Saved dataset items:
━━━

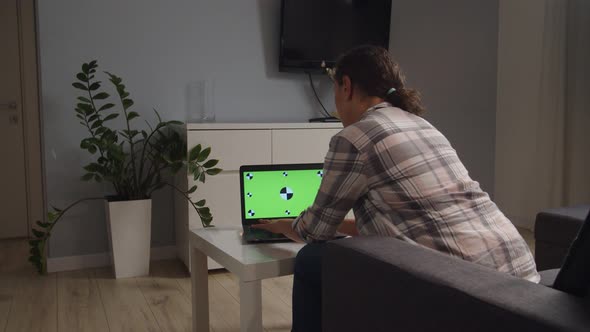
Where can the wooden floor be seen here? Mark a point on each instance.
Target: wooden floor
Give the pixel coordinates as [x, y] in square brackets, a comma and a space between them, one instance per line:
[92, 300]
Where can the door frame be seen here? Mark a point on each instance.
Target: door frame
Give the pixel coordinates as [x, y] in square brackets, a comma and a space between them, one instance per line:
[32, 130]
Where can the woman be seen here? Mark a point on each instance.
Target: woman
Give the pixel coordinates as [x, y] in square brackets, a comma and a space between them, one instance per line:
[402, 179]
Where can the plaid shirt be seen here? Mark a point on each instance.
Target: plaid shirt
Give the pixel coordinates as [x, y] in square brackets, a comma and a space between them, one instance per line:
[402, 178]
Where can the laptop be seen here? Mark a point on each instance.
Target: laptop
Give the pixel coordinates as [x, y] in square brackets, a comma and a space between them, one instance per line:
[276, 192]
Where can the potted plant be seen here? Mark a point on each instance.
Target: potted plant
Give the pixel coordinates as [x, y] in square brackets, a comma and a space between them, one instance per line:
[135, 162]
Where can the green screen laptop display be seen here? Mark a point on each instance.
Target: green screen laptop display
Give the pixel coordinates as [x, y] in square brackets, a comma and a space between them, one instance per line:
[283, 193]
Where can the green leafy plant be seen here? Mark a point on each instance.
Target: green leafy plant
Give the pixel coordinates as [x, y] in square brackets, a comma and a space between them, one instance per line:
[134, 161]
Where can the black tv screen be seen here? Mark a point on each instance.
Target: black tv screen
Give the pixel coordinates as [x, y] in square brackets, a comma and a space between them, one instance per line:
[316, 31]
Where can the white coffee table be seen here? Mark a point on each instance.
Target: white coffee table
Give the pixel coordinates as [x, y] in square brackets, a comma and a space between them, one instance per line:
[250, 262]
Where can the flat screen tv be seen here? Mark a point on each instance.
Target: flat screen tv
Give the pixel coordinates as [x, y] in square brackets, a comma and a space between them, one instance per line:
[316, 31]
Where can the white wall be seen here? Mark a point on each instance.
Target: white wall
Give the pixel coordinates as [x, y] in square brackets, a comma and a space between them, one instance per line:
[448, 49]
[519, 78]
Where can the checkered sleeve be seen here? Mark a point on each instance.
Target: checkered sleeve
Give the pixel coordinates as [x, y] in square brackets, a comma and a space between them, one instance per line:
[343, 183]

━━━

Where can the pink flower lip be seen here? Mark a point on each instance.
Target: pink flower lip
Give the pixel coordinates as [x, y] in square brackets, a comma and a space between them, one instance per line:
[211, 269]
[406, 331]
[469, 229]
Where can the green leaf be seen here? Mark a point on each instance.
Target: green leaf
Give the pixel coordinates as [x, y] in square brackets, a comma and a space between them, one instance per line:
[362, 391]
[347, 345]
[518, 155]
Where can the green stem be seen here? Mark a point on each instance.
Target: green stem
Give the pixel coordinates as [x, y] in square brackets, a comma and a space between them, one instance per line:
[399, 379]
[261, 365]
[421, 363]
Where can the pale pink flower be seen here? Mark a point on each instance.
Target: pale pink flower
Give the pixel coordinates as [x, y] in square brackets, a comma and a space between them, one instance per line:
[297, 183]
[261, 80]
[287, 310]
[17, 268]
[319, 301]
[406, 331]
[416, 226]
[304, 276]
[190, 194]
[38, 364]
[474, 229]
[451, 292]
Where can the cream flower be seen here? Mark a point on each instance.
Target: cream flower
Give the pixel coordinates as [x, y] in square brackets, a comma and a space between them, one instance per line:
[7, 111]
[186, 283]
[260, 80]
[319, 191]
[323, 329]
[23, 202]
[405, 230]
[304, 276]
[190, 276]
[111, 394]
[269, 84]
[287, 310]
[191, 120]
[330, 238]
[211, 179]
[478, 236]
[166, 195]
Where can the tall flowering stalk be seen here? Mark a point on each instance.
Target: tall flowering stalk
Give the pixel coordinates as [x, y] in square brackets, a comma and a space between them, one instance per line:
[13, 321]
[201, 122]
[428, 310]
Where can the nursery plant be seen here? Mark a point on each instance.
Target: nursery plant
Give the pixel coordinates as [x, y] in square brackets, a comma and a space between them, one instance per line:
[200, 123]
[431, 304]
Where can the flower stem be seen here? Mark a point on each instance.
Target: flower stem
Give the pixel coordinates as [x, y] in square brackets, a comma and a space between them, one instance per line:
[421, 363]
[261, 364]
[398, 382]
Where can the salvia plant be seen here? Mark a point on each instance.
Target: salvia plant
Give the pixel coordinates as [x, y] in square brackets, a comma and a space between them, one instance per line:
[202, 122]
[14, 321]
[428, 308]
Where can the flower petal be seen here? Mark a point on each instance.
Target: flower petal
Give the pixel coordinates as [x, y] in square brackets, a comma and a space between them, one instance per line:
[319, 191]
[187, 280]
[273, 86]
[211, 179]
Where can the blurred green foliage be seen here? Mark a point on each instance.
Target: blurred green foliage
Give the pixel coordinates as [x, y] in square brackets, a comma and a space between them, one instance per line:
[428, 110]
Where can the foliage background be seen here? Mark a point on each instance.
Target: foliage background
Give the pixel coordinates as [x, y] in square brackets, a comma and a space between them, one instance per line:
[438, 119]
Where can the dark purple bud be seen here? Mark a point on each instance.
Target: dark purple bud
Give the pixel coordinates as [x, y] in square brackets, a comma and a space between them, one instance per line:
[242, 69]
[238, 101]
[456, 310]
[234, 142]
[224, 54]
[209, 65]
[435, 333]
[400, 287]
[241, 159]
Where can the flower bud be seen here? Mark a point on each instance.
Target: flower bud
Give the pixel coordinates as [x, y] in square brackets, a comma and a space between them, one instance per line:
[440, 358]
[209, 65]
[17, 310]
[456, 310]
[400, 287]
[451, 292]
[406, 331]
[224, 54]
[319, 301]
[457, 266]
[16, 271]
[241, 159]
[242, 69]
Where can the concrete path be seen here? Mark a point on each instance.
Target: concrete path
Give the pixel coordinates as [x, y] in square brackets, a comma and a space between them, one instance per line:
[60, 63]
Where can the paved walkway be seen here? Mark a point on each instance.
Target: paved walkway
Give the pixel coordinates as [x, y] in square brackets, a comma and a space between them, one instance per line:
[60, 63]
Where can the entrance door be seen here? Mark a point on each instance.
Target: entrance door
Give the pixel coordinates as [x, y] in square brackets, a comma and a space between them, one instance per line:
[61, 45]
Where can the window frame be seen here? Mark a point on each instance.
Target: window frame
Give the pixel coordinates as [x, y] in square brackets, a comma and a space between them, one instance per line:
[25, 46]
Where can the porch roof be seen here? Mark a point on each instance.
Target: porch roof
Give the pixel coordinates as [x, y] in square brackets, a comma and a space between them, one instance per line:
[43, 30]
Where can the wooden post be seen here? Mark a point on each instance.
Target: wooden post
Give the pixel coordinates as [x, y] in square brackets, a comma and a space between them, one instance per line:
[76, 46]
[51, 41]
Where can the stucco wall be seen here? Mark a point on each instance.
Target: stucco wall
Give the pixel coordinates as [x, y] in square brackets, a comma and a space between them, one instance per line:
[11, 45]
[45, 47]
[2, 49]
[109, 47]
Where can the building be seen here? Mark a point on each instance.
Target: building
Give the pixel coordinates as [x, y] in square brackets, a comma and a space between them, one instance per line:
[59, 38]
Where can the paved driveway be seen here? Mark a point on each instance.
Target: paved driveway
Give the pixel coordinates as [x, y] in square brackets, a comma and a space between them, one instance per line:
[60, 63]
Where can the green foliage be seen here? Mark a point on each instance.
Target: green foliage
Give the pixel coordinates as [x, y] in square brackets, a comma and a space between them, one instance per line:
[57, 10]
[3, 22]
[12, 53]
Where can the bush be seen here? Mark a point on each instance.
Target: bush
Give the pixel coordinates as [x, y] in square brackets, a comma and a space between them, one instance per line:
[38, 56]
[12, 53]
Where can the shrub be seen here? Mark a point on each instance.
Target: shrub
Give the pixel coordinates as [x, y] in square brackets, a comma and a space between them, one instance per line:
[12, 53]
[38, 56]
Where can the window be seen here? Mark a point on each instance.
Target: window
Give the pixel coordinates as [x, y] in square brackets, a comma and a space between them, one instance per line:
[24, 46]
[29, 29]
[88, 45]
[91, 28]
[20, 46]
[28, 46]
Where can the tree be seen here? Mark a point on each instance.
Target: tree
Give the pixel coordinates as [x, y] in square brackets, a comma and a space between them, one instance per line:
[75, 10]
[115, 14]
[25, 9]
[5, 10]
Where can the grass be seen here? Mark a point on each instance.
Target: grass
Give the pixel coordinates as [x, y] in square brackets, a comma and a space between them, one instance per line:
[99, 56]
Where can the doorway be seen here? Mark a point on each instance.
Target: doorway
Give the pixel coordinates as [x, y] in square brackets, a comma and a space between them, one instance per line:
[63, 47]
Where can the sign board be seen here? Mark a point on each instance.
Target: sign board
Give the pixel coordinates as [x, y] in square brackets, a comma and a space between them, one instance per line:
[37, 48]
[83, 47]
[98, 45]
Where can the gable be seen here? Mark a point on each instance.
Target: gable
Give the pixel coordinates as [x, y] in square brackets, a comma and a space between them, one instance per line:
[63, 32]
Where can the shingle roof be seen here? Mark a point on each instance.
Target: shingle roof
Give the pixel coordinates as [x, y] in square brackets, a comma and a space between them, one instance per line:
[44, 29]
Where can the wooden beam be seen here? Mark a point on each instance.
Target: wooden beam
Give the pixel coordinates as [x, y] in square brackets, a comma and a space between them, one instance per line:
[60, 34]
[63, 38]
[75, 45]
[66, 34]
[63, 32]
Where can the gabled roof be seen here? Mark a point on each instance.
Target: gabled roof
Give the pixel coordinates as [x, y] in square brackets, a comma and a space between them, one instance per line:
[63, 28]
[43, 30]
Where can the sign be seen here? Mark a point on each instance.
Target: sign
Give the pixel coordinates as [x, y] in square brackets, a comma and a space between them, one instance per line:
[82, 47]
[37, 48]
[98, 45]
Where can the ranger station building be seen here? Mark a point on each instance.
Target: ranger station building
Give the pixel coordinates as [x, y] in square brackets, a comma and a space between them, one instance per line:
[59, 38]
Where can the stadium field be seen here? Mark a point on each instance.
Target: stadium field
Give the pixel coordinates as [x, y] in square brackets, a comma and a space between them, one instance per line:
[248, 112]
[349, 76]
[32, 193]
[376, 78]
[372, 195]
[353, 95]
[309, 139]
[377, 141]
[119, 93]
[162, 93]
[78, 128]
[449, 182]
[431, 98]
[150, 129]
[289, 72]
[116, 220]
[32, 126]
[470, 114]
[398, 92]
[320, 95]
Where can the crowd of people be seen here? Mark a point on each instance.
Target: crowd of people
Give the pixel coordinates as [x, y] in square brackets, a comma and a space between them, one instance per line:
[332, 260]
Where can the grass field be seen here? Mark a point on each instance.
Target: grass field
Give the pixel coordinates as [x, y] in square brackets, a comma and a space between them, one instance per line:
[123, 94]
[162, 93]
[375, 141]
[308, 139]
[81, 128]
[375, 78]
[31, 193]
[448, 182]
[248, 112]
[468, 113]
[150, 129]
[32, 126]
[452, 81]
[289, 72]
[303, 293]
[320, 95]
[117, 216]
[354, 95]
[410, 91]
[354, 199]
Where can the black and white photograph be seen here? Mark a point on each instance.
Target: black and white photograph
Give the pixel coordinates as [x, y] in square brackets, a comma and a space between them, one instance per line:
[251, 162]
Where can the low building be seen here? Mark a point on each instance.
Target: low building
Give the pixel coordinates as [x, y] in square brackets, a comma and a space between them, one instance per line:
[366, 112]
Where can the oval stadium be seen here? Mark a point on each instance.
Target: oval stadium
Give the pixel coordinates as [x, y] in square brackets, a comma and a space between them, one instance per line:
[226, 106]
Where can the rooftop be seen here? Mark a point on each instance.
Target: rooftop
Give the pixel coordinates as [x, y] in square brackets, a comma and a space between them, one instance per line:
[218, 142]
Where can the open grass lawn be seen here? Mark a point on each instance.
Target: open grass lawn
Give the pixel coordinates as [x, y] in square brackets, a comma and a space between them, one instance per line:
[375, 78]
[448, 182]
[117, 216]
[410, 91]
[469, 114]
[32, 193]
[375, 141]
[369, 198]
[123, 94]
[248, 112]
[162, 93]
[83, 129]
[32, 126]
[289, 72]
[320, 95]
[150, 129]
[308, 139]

━━━

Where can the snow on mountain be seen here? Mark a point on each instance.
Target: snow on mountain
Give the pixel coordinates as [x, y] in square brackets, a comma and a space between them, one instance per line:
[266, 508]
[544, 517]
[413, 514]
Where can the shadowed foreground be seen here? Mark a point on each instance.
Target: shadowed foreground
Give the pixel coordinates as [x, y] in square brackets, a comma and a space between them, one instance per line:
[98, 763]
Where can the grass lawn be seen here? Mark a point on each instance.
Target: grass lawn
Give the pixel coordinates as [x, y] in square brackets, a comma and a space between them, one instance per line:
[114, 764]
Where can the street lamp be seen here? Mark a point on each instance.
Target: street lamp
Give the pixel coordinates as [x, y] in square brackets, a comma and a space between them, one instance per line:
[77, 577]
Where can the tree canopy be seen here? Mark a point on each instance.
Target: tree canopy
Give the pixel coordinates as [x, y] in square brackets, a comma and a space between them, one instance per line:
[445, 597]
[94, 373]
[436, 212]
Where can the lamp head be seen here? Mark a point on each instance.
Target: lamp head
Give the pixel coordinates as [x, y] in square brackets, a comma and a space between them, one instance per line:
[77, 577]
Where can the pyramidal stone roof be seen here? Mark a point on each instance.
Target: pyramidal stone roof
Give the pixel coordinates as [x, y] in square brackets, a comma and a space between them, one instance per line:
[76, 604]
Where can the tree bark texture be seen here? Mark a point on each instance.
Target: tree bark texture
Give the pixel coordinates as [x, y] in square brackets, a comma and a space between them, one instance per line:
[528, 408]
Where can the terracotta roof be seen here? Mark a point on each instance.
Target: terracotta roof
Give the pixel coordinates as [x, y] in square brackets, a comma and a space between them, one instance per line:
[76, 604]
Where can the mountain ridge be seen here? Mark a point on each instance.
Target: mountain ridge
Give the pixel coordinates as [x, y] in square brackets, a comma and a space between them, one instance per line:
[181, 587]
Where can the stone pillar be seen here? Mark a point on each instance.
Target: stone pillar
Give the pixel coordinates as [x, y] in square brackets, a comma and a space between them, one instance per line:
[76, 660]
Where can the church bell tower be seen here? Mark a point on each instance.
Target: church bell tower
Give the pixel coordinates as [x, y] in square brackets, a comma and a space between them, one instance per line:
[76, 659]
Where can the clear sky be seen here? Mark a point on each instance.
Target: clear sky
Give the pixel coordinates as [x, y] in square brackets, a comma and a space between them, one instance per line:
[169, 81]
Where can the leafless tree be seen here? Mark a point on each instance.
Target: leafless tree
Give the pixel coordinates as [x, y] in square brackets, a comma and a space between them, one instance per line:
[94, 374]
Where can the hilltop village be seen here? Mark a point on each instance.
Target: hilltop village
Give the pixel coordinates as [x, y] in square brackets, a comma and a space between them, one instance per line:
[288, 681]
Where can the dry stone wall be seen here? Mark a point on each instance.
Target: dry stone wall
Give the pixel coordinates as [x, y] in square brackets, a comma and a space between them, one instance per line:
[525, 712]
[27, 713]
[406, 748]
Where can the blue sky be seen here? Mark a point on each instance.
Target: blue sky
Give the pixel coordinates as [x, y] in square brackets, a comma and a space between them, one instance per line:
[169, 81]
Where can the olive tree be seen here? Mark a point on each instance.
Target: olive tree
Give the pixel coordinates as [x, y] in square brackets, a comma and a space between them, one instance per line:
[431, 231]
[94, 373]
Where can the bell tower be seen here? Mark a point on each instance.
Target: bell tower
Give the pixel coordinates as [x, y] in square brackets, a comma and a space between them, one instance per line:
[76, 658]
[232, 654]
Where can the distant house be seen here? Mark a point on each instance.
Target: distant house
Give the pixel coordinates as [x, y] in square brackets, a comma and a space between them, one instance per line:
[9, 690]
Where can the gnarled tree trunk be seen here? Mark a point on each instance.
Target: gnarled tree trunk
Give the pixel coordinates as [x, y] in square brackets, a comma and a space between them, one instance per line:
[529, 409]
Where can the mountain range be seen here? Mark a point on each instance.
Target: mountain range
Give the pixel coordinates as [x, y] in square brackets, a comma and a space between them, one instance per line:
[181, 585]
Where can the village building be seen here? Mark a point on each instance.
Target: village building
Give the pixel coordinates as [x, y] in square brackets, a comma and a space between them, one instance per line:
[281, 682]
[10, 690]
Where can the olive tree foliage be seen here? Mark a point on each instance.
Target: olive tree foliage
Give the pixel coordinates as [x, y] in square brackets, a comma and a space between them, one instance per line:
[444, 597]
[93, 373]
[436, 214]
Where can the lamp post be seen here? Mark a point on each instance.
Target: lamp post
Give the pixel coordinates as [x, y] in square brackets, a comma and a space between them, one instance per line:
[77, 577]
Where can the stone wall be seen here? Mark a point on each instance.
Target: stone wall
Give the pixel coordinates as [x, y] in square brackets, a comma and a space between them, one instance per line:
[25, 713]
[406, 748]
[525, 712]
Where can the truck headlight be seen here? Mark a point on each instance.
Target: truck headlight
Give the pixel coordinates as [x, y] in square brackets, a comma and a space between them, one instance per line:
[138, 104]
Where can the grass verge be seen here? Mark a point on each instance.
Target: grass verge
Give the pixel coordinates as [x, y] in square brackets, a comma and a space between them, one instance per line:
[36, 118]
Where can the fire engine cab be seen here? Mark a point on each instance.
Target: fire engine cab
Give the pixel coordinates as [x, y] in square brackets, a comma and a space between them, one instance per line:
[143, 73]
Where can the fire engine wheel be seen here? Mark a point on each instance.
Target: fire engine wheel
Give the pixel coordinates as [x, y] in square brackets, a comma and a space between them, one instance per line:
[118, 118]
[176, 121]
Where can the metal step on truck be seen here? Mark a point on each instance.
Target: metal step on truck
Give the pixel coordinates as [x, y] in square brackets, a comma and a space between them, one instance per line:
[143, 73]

━━━

:: DIRECTION ::
Count the lines in the dataset items above that contain the word "pale". Give only the number.

:: COMPLETED TASK ::
2